An exact reproduction of the listing, minus the pictures, is the required output.

▶ _Given entries_:
********************

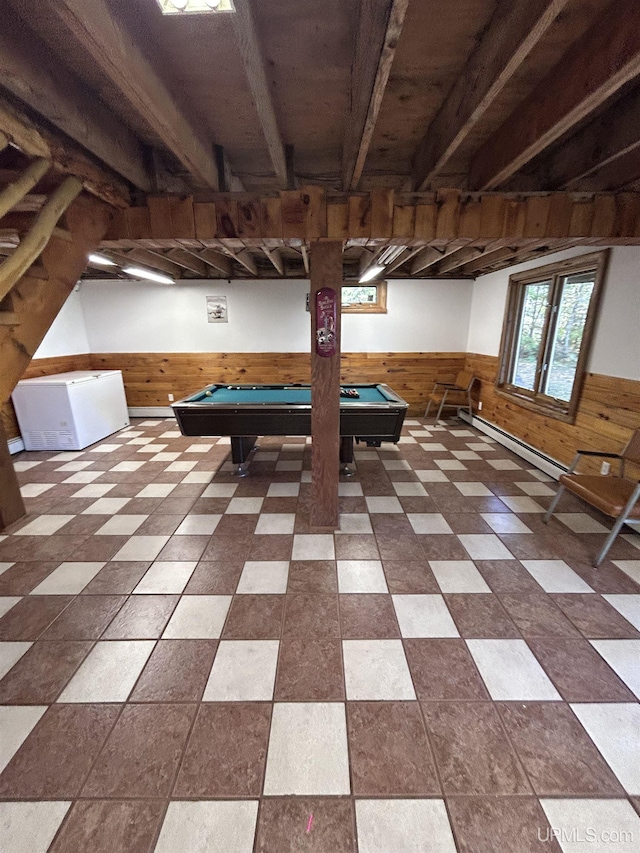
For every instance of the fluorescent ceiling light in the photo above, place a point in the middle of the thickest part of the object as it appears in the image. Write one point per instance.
(139, 272)
(101, 260)
(370, 273)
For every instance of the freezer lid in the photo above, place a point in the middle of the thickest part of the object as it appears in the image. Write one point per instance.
(74, 377)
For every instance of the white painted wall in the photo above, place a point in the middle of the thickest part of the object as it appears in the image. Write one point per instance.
(268, 316)
(67, 334)
(616, 345)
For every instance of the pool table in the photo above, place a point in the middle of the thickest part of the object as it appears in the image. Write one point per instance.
(373, 413)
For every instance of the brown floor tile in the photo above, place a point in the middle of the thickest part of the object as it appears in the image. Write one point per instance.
(507, 576)
(472, 751)
(141, 755)
(142, 617)
(390, 754)
(309, 670)
(283, 822)
(310, 615)
(116, 579)
(31, 616)
(54, 760)
(537, 616)
(350, 546)
(490, 824)
(85, 618)
(443, 669)
(367, 616)
(594, 617)
(177, 671)
(557, 753)
(226, 752)
(578, 671)
(407, 577)
(214, 578)
(108, 826)
(480, 615)
(254, 617)
(42, 673)
(313, 575)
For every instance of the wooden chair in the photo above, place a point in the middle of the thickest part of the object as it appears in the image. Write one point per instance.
(456, 394)
(615, 496)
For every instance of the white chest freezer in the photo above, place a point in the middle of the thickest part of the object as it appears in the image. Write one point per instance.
(69, 411)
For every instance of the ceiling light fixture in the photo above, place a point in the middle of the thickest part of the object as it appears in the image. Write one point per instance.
(370, 273)
(101, 260)
(139, 272)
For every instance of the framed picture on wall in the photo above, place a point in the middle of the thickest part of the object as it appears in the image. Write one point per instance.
(217, 309)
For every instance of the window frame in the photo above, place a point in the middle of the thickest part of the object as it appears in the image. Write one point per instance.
(536, 400)
(377, 307)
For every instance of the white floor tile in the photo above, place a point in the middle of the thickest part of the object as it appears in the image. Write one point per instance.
(623, 656)
(165, 578)
(275, 523)
(458, 576)
(219, 826)
(483, 546)
(198, 525)
(121, 525)
(264, 577)
(308, 750)
(424, 616)
(555, 576)
(428, 522)
(68, 579)
(592, 826)
(614, 727)
(141, 548)
(628, 606)
(510, 671)
(16, 722)
(403, 826)
(355, 522)
(361, 576)
(313, 546)
(30, 827)
(376, 669)
(10, 654)
(198, 617)
(109, 672)
(44, 525)
(243, 671)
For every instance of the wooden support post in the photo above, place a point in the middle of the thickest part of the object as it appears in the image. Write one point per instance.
(326, 271)
(11, 503)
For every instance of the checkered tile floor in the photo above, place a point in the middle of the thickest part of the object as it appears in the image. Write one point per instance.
(186, 667)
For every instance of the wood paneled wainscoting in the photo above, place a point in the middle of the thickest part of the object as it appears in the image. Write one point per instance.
(608, 412)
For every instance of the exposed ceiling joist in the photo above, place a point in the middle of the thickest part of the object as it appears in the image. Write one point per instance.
(30, 73)
(600, 63)
(516, 28)
(111, 47)
(254, 66)
(377, 37)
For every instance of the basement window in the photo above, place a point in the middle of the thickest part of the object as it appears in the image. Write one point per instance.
(547, 334)
(370, 298)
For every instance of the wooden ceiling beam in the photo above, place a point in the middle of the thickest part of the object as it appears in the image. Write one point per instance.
(606, 58)
(251, 52)
(34, 76)
(377, 36)
(515, 30)
(99, 32)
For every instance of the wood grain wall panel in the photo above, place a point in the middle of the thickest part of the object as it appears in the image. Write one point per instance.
(608, 412)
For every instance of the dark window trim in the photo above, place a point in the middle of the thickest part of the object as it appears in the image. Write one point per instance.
(534, 401)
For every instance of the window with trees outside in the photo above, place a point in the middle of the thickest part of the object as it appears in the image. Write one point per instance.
(547, 333)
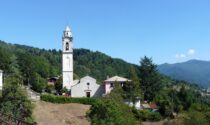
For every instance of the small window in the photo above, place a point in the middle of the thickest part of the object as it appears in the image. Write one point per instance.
(67, 46)
(111, 85)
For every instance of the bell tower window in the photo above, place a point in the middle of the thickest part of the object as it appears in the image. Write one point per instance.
(67, 46)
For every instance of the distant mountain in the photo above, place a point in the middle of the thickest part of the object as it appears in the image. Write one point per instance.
(194, 71)
(47, 63)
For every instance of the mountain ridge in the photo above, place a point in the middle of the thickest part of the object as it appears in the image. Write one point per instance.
(194, 71)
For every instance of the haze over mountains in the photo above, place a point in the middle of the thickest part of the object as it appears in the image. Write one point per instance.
(194, 71)
(100, 65)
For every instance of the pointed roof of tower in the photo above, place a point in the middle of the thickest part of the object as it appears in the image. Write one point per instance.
(67, 29)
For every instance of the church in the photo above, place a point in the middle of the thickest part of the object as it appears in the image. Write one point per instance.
(84, 87)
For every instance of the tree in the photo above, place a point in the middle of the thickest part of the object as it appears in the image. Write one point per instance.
(150, 79)
(132, 89)
(59, 85)
(14, 99)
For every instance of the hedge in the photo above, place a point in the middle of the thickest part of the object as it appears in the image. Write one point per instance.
(63, 99)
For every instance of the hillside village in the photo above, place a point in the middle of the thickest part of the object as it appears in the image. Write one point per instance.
(144, 95)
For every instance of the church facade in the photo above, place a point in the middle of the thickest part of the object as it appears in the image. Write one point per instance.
(86, 86)
(67, 58)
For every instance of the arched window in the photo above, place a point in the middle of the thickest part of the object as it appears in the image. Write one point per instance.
(67, 46)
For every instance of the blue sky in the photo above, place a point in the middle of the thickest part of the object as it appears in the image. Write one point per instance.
(166, 30)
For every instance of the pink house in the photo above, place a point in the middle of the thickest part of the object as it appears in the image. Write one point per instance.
(110, 81)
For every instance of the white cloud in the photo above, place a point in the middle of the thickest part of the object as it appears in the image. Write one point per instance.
(180, 56)
(191, 52)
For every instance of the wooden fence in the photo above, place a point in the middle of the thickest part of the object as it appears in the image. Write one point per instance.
(6, 119)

********************

▶ _Solution to this problem_:
For every instance of the fluorescent ceiling light in the photo above, place a point in the middle of the thickest part of the object as it appears in the image. Write one point per instance.
(139, 272)
(101, 260)
(370, 273)
For every instance of the freezer lid in the photo above, place a point in the middle of the thickest part of the object as it appears in the image. Write one point per instance.
(74, 377)
For every instance of the white painted wall in the photo above, place a point in the middle of the thickest part of the object as it appears in the image. Write one point per instance.
(268, 316)
(67, 334)
(616, 345)
For every instance of the pool table in the photo above, place a point in the middle of the thickest part of the object as it appears in the image. Write one point per instance.
(373, 413)
For every instance of the brown floor tile in the photo above, place a point in the middle of the thickest part of the object as it appears in the image. Write one point per instance.
(507, 576)
(472, 751)
(141, 755)
(142, 617)
(390, 754)
(309, 670)
(283, 822)
(310, 615)
(116, 579)
(31, 616)
(54, 760)
(537, 616)
(350, 546)
(490, 824)
(85, 618)
(443, 669)
(367, 616)
(594, 617)
(177, 671)
(557, 753)
(226, 752)
(578, 671)
(407, 577)
(214, 578)
(108, 826)
(480, 615)
(254, 617)
(42, 673)
(313, 575)
For every instance of the wooden chair in the photo above, place a point in the middle of the thickest part of the object as it appears in the image. Write one point per instance.
(456, 394)
(615, 496)
For every instance of the white chest freezer in the photo above, place a point in the middle of the thickest part of the object as it appears in the image. Write one point per instance.
(69, 411)
For every instance of the ceiling light fixture in the photo above, place a point in the middle of the thickest part of the object as it appears in the image. Write one point per instance.
(370, 273)
(101, 260)
(139, 272)
For every instance of the framed picture on wall in the photo above, place a point in the middle of the thickest part of the object as it appears in the image. Write one point per instance.
(217, 309)
For every instance of the window frame in the photo above, place a point in the middle of the thickest part of the object as it appears in the image. Write one point per instance.
(536, 400)
(377, 307)
For every instance of the white floor tile in the photo above, place a point in the middle of the thickest part of the object as it appears in the image. Write one point per instance.
(623, 656)
(165, 578)
(275, 523)
(458, 576)
(219, 826)
(483, 546)
(198, 525)
(121, 525)
(264, 577)
(308, 750)
(424, 616)
(555, 576)
(428, 522)
(68, 579)
(592, 826)
(614, 727)
(141, 548)
(628, 606)
(510, 671)
(16, 722)
(403, 826)
(355, 522)
(361, 576)
(313, 546)
(30, 827)
(376, 669)
(10, 654)
(198, 617)
(109, 672)
(44, 525)
(243, 671)
For every instance of the wooden support post in the photo above, place a point in the middle of the thickest part of the object as it appears in the image. Write one point per instance.
(326, 271)
(11, 503)
For every instance of the checkered tile floor in the photo above, place a point in the middle of the thickest part of the object as it appears in the image. Write one point per instance.
(186, 667)
For every instance of the wood paneled wainscoting in the photo above, place a point in the middle of the thickest part of the object as it appears in the image. Write one point per instance.
(608, 412)
For every instance of the exposed ceiling joist in the photo above, place a point in the middle of the thickest part of the object as it appears in the image. Write one point per instance.
(30, 73)
(600, 63)
(516, 28)
(111, 47)
(254, 66)
(377, 37)
For every instance of the basement window in the photo above, place a point in the middle of the thickest part of the object as it appears in the image. Write one point per instance.
(547, 334)
(370, 298)
For every instance of the wooden ceiling beam in the photo above, place a point in the middle of the thickest part of the object as it appears in the image. Write one point per instance.
(606, 58)
(251, 52)
(34, 76)
(377, 36)
(515, 30)
(99, 32)
For every instance of the wood grain wall panel in the photo above, place a point in the middle of the thickest part of the object as it appears in the image. Write one point per instance.
(608, 412)
For every instance of the dark window trim in the photo above, place a point in the middle of the thickest part of the object as it appears in the image. Write one point per instance.
(534, 401)
For every instance of the window with trees outside in the photo above, place a point in the middle of the thickest part of the object as it appears in the image. Write one point per instance.
(547, 333)
For every instance of the small window in the photo above, place a point in the middle of the thickest part of the object as it appears in the image. Write one point per instance.
(67, 46)
(111, 85)
For every instance of the bell tower window in the photo above, place a point in the middle of the thickest part of the object as it appears in the image. Write one point per instance.
(67, 46)
For every instance of the distant mountain in the photo above, place a point in the middle of the thickest part of the object as it appears in the image. Write one point per instance.
(194, 71)
(47, 63)
For every instance of the mountain ridge in the photo above, place a point in the middle of the thickest part of the object as it appears in the image. Write one point per instance.
(194, 71)
For every instance of the haze over mountains in the photo above, place a point in the middle of the thickest part of the object as it appears in the image. Write one point per instance.
(194, 71)
(100, 65)
For every instance of the pointed roof of tower in the photo above, place a point in the middle of the thickest part of the object as it appears in the image. Write one point per instance.
(67, 29)
For every instance of the church in the photo above, place a point in the middle of the thickest part of the object as it appears in the image. Write one point per instance.
(84, 87)
For every instance of the tree in the photo above, place a point in the middle of the thickest part of the object as it appears in the image. Write one point per instance.
(150, 79)
(132, 89)
(59, 85)
(14, 99)
For every instance of the hedge in the photo above, place a point in the middle of the thickest part of the object as it appears in the image. Write one point per instance.
(63, 99)
For every instance of the hillside village in the photo above, place a point in the middle of the thickest part of the object as it appears in the image. Write one point per instance.
(144, 95)
For every instance of the church facade in the photo above, place a point in the middle of the thickest part of the object as it appears in the image. Write one point per instance.
(86, 86)
(67, 58)
For every instance of the arched window in the photo above, place a point in the middle of the thickest part of the object as it appears in the image. Write one point per instance.
(67, 46)
For every instance of the blue sky in the photo above, place a point in the middle of the thickest part of the object as it appears in the image. Write one point per instance.
(166, 30)
For every instance of the pink house in the photo above, place a point in the middle of the thickest part of the object as it appears in the image. Write one point per instance.
(110, 81)
For every instance of the white cloud in the photo above, place a point in the middle of the thickest part of the object as it appears in the image. Write one point per instance.
(180, 56)
(191, 52)
For every instance of the wooden fence in the photo above, place a point in the middle of the thickest part of the object as it appears in the image. Write one point per instance.
(6, 119)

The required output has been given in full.